* **Written task**
Retype every entry below verbatim, leaving out the pictures.

* **Dataset excerpts on object pointing**
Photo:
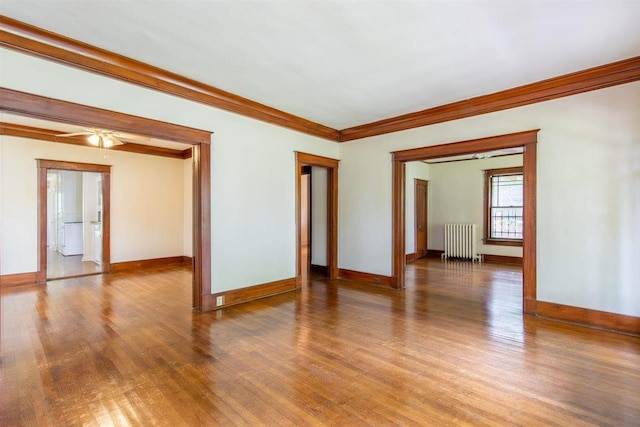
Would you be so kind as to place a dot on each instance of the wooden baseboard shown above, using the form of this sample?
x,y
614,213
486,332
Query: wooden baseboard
x,y
358,276
434,253
585,316
320,269
238,296
8,280
146,263
410,257
502,259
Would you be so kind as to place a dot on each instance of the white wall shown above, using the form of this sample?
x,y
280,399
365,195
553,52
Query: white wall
x,y
588,216
146,202
319,208
413,171
252,165
456,195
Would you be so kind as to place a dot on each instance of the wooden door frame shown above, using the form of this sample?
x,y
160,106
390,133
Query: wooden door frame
x,y
426,213
44,108
304,159
528,140
43,167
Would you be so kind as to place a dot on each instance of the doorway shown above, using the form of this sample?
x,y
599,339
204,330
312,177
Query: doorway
x,y
74,212
41,107
74,223
329,168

* **Task solution**
Photo:
Would you be so kind as to place a dot on each instance of the wooden baseboard shown above, using the form of this sample?
x,y
614,213
486,332
Query: wooden baseboard
x,y
358,276
434,253
585,316
320,269
238,296
8,280
146,263
410,257
502,259
Would you be so kind as to place a dot on each instance of the white wall shown above, using the form of this sample?
x,y
280,399
365,195
553,52
Query: white wall
x,y
588,216
146,202
319,208
413,171
252,165
456,195
Would you be so kind as to place a dot on each instance of the wooden door frame shown above, using the form of this sample?
x,y
160,106
390,133
Query: wooden door frame
x,y
426,213
44,108
304,159
528,140
43,167
Would you be so kind as to place a dot on each instance of the doorway shown above, using the form of this sample?
x,y
599,339
204,330
312,177
Query: doorway
x,y
74,212
41,107
74,223
329,168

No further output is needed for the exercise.